## [Your goal]
Reproduce the lines below word for word, from the first one through the line that contains "pixel 856 143", including that line. Leave the pictures out of your copy.

## [Source data]
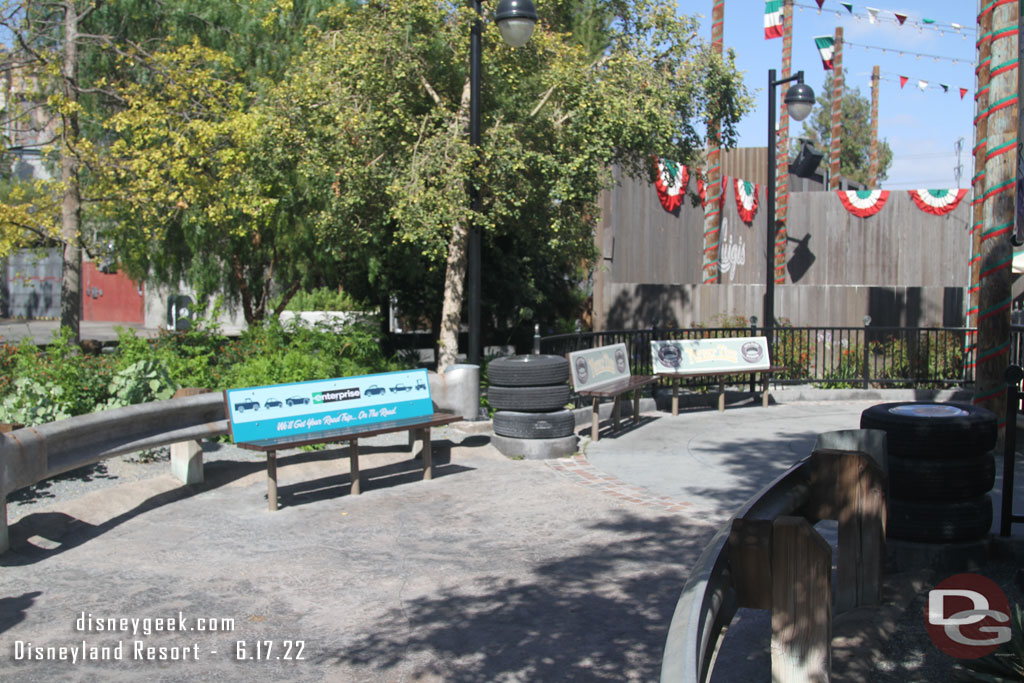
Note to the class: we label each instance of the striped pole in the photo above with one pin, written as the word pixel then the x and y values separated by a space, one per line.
pixel 782 151
pixel 713 184
pixel 872 172
pixel 984 48
pixel 837 132
pixel 997 208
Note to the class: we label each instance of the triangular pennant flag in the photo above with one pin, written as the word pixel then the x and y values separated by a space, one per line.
pixel 773 18
pixel 826 46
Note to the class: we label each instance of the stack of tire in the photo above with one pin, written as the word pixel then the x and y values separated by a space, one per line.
pixel 941 469
pixel 529 393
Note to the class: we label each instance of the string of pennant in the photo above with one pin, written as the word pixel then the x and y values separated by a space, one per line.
pixel 902 52
pixel 876 15
pixel 922 84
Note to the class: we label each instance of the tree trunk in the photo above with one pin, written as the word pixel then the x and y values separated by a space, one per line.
pixel 71 209
pixel 455 282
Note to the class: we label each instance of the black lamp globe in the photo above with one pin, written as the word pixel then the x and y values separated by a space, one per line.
pixel 799 100
pixel 515 20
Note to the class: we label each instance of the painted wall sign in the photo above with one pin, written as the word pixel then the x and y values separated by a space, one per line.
pixel 288 410
pixel 593 367
pixel 710 355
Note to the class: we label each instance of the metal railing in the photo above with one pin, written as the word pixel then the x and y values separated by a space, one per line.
pixel 826 356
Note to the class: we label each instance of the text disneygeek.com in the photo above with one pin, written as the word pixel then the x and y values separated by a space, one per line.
pixel 139 649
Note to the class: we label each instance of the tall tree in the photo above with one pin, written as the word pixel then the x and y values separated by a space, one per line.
pixel 392 82
pixel 856 143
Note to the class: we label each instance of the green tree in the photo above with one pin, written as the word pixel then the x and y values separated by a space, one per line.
pixel 380 104
pixel 855 146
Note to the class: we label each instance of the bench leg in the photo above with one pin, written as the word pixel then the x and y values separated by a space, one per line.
pixel 353 465
pixel 428 465
pixel 271 480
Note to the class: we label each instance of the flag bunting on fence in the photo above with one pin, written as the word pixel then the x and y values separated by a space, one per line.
pixel 863 203
pixel 937 202
pixel 773 18
pixel 671 183
pixel 747 199
pixel 826 46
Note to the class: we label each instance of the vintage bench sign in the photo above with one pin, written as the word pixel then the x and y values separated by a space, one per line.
pixel 594 367
pixel 694 356
pixel 304 408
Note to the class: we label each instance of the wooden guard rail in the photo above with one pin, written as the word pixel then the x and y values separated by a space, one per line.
pixel 770 557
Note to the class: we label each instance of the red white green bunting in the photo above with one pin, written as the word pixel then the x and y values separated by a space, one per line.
pixel 937 202
pixel 747 200
pixel 863 203
pixel 671 183
pixel 773 18
pixel 701 190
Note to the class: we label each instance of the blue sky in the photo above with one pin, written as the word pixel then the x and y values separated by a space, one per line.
pixel 921 126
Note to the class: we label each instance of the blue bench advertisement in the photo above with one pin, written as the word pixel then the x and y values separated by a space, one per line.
pixel 305 408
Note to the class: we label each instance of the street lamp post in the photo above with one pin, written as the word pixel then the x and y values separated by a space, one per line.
pixel 515 22
pixel 799 99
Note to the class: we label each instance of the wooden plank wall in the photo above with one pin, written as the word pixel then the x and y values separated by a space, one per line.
pixel 901 266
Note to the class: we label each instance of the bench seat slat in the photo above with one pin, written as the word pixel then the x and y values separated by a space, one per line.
pixel 611 389
pixel 350 433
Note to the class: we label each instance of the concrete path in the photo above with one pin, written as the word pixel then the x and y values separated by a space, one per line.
pixel 496 570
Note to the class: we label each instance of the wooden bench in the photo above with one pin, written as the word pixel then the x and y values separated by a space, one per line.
pixel 369 416
pixel 721 357
pixel 604 373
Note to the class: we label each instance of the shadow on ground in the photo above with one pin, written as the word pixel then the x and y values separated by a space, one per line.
pixel 600 613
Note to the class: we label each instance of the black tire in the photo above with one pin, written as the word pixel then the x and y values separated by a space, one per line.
pixel 941 480
pixel 535 425
pixel 939 522
pixel 933 430
pixel 528 371
pixel 528 399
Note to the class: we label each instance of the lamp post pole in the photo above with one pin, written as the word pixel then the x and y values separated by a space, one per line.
pixel 792 95
pixel 473 351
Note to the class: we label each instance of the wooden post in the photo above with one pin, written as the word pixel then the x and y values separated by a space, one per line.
pixel 996 254
pixel 849 486
pixel 353 466
pixel 872 171
pixel 978 182
pixel 713 188
pixel 801 616
pixel 428 464
pixel 782 151
pixel 837 130
pixel 271 480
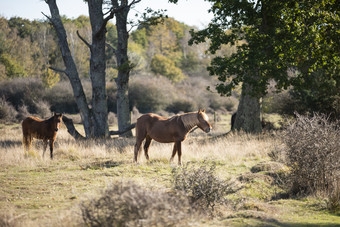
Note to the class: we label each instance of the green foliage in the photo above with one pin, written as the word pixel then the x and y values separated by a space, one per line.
pixel 161 65
pixel 200 184
pixel 274 38
pixel 12 68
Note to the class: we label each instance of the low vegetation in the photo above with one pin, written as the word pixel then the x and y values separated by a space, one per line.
pixel 232 180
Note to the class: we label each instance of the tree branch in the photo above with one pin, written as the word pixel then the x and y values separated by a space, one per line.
pixel 123 131
pixel 49 18
pixel 58 70
pixel 134 2
pixel 82 39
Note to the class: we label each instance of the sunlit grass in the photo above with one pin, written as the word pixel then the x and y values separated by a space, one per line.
pixel 35 190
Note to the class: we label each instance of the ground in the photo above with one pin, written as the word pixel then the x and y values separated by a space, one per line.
pixel 37 191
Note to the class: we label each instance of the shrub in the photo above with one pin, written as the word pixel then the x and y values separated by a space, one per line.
pixel 43 109
pixel 127 204
pixel 22 113
pixel 21 91
pixel 61 98
pixel 201 185
pixel 313 151
pixel 150 94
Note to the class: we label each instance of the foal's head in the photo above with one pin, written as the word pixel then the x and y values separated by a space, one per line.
pixel 203 121
pixel 57 117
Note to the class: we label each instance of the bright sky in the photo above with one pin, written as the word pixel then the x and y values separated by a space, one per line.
pixel 190 12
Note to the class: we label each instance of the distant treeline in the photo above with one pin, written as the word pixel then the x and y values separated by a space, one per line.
pixel 29 48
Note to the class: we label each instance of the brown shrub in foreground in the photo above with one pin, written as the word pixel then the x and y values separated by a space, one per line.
pixel 200 184
pixel 128 204
pixel 313 155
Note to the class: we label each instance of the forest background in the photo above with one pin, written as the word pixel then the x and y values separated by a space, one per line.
pixel 168 75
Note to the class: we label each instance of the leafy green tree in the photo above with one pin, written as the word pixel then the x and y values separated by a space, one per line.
pixel 273 38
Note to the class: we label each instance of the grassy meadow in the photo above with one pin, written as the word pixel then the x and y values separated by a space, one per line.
pixel 35 191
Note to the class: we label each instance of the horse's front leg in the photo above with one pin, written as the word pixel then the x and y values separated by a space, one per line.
pixel 146 147
pixel 173 152
pixel 51 148
pixel 179 151
pixel 44 147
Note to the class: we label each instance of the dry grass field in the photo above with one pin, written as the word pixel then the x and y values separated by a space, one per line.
pixel 35 191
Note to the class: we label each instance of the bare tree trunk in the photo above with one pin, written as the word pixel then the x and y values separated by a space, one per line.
pixel 97 69
pixel 123 111
pixel 248 117
pixel 71 70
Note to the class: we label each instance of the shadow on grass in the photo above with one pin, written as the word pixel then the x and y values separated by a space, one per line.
pixel 101 165
pixel 10 143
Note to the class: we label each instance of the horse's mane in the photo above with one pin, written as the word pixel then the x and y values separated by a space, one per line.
pixel 189 120
pixel 50 119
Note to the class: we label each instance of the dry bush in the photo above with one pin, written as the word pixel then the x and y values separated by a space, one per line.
pixel 22 113
pixel 43 109
pixel 313 151
pixel 128 204
pixel 200 184
pixel 7 111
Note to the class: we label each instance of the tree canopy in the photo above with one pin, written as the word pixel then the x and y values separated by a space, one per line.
pixel 290 42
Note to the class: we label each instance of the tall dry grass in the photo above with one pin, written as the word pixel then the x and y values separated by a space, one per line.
pixel 233 148
pixel 80 169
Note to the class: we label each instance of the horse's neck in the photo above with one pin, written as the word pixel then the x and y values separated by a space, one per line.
pixel 189 120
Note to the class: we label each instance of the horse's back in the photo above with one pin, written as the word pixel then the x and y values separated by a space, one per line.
pixel 159 128
pixel 35 127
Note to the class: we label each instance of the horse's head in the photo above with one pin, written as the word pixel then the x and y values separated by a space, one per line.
pixel 203 121
pixel 57 121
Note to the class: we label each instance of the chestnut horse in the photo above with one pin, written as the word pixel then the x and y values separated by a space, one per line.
pixel 167 130
pixel 46 130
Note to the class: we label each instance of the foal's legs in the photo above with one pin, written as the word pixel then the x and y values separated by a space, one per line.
pixel 44 147
pixel 146 147
pixel 51 148
pixel 27 142
pixel 173 152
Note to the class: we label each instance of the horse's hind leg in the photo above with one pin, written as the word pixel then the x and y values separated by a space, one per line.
pixel 179 152
pixel 146 146
pixel 44 147
pixel 140 136
pixel 137 148
pixel 173 152
pixel 51 148
pixel 27 142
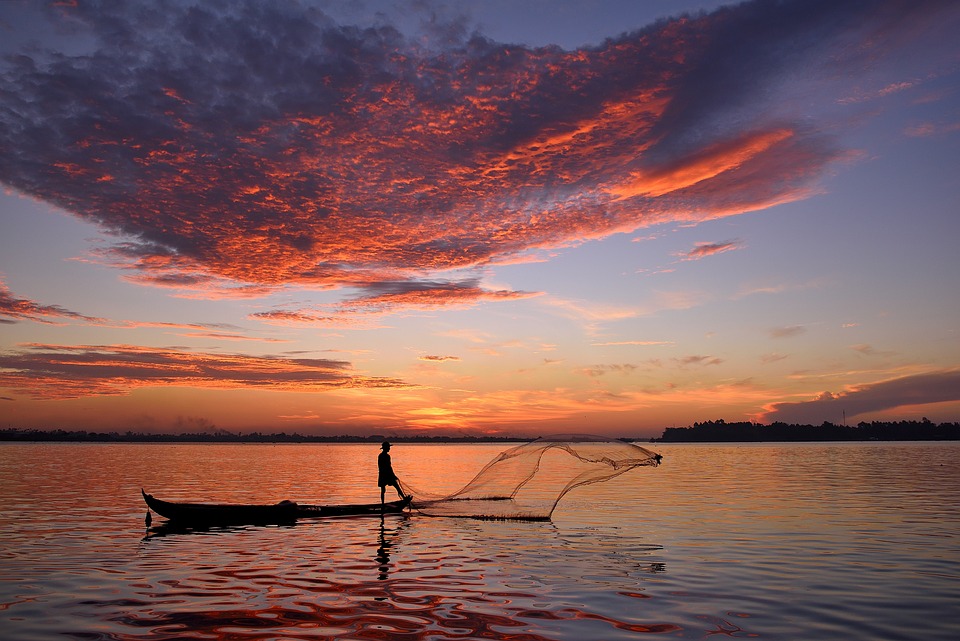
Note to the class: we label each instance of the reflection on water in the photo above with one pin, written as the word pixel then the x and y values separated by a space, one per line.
pixel 771 541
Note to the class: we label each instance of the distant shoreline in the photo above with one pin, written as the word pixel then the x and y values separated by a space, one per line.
pixel 707 432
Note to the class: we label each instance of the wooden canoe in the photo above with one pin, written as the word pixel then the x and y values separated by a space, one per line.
pixel 270 514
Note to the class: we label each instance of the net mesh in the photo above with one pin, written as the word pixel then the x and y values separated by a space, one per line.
pixel 526 482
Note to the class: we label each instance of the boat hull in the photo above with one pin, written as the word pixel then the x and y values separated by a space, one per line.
pixel 285 512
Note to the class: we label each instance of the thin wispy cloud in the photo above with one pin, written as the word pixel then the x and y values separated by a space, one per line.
pixel 385 298
pixel 13 309
pixel 906 391
pixel 71 371
pixel 289 149
pixel 788 331
pixel 702 250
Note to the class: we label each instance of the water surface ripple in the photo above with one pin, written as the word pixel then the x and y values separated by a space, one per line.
pixel 773 541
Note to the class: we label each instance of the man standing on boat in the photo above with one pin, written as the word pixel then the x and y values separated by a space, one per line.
pixel 387 477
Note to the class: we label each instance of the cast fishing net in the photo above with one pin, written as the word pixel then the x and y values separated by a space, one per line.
pixel 526 482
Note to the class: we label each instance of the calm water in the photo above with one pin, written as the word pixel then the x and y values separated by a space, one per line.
pixel 785 541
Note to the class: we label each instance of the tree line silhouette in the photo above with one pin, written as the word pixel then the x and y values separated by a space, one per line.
pixel 721 431
pixel 718 431
pixel 223 436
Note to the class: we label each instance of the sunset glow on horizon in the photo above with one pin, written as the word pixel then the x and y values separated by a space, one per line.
pixel 512 218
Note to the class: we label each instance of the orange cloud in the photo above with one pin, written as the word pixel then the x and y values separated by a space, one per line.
pixel 13 309
pixel 329 169
pixel 381 299
pixel 62 371
pixel 708 249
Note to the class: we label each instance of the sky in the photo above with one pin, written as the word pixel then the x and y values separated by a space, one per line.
pixel 506 217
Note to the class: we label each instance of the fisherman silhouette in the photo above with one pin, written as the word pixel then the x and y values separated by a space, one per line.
pixel 387 476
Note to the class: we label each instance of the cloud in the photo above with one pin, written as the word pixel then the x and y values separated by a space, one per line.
pixel 64 371
pixel 917 389
pixel 787 332
pixel 698 360
pixel 380 299
pixel 703 250
pixel 235 148
pixel 626 343
pixel 13 309
pixel 599 370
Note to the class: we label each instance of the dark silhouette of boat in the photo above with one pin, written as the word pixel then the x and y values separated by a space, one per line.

## [Written answer]
Note to the class: we label each instance of the striped pole in the photo above with one pin, written as the word pixel then the x and y values separated by a space, one per line.
pixel 782 151
pixel 713 184
pixel 872 172
pixel 984 48
pixel 837 132
pixel 997 208
Note to the class: we label each instance of the triangular pennant flag in the photo above with one pin, written as the word pixel then the x and y values separated by a space, one per line.
pixel 773 18
pixel 826 46
Note to the class: we label each instance of the stack of tire in the photo above with one pin, written as the word pixel then the x and y values separated by a space, one per line.
pixel 941 469
pixel 529 393
Note to the class: we label each instance of the string of pennant in the photo above with one pin, written as the word pixel then the x and y values separated by a space, one per line.
pixel 902 52
pixel 876 15
pixel 922 84
Note to the class: we label each instance of the tree trunk in the photo above with one pin, written as the word pixel then the x and y values separated by a space, one per line.
pixel 71 209
pixel 455 282
Note to the class: we label each instance of the black lamp globe in the photo above with one pin, written as the word pixel then the x and y values separated by a space, one per line.
pixel 799 100
pixel 515 20
Note to the class: we label each instance of the painted wall sign in the photo above with one pin, written as the word pixel then the x and y values separated by a space, one per line.
pixel 288 410
pixel 593 367
pixel 710 355
Note to the class: we label each instance of the metal railing in the photo above with one pin, written as the word pixel then the x and y values separated by a space, one per line.
pixel 826 356
Note to the class: we label each instance of the text disneygeek.com in the photo above with one pin, written as the word pixel then the x and y values separated by a space, one per line.
pixel 139 649
Note to the class: we label each instance of the tall tree in the photo above with one pin, written as the word pixel then the x and y values separated by a space, one per line.
pixel 392 82
pixel 856 143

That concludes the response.